# The problem
Update the passage on North Carolina by giving again the part that opens with "Also, transgender people" and closes with "the bathrooms, stupid.", replacing "chutzpah" with "nerve".

# Excerpted text
Now that several weeks have gone by, the situation in North Carolina appears to have settled into a bloody stalemate. While Gov. Pat McCrory has issued an executive order that protects LGBT state employees, it has been widely seen as a bit of legerdemain that attempts to deflect criticism of the governor without actually addressing the real issues. As a result, local protections still remain overturned, no one can file a civil rights claim in state court (even non-LGBT-related claims), and localities cannot set a local minimum wage higher than the state and federal minimum.
Also, transgender people are still not allowed to go pee where they feel comfortable. It takes some serious chutzpah to tell transgender state workers they can't be discriminated against on the job but they're also not allowed to use the bathroom of their choosing unless they have bottom surgery -- which state employee insurance plans also do not cover.
Given all of this, what have we learned?
1. It's the bathrooms, stupid.
The people who are against transgender people being in "their" bathrooms say it's not about transgender people; this is supposedly all about keeping sexual predators pretending to be transgender out of bathrooms. The folks fighting back against this with pro-LGBT messaging keep trying to pull the conversation back to discrimination claims in state court and losing local LGB protections.

# Data supplied
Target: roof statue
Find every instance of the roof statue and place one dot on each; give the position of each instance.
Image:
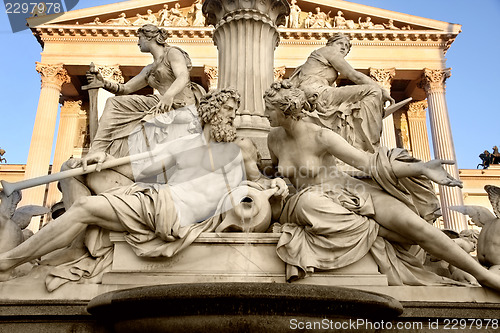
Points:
(278, 175)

# Task answer
Also, transgender people are still not allowed to go pee where they feel comfortable. It takes some serious nerve to tell transgender state workers they can't be discriminated against on the job but they're also not allowed to use the bathroom of their choosing unless they have bottom surgery -- which state employee insurance plans also do not cover.
Given all of this, what have we learned?
1. It's the bathrooms, stupid.